** Opening RECORDS FOR THIS TASK block **
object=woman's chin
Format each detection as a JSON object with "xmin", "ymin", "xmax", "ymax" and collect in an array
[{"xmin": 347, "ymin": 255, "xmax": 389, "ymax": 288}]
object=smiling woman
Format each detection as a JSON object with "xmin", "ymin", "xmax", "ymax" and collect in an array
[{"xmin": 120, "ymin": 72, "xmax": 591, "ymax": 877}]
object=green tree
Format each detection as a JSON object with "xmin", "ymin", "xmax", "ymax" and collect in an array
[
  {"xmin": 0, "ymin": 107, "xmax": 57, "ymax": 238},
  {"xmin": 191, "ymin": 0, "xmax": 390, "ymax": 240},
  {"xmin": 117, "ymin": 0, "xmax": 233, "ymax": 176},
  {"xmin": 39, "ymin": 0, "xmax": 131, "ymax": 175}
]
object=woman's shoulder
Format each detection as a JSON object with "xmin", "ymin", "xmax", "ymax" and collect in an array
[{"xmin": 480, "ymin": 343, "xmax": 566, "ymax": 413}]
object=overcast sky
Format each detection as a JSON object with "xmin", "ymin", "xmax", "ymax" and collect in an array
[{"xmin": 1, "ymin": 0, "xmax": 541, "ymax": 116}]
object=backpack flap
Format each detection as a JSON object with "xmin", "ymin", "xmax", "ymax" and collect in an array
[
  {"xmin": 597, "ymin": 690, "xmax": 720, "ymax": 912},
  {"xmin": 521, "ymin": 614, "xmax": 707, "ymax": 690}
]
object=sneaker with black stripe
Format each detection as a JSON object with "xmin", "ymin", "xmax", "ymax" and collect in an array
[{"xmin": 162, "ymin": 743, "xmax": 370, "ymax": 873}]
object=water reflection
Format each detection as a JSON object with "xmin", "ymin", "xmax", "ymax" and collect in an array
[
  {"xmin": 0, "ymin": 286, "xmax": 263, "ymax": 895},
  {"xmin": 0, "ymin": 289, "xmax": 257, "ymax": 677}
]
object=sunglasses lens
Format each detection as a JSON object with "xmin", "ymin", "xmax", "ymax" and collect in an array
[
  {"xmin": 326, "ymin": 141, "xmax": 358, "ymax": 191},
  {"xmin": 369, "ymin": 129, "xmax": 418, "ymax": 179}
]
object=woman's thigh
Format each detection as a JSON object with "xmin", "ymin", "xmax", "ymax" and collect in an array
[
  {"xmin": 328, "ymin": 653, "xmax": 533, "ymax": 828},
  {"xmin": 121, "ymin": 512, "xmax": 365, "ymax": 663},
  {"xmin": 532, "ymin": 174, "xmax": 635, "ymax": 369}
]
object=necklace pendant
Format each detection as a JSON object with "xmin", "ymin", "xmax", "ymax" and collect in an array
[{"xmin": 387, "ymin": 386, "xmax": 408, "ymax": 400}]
** Closing RECORDS FOR THIS TASK block **
YOUR OBJECTIVE: Filter the entries above down to the lines containing the word "woman".

SOLUTION FOR THIS TASK:
object=woman's chin
object=smiling woman
object=woman's shoulder
object=woman's thigh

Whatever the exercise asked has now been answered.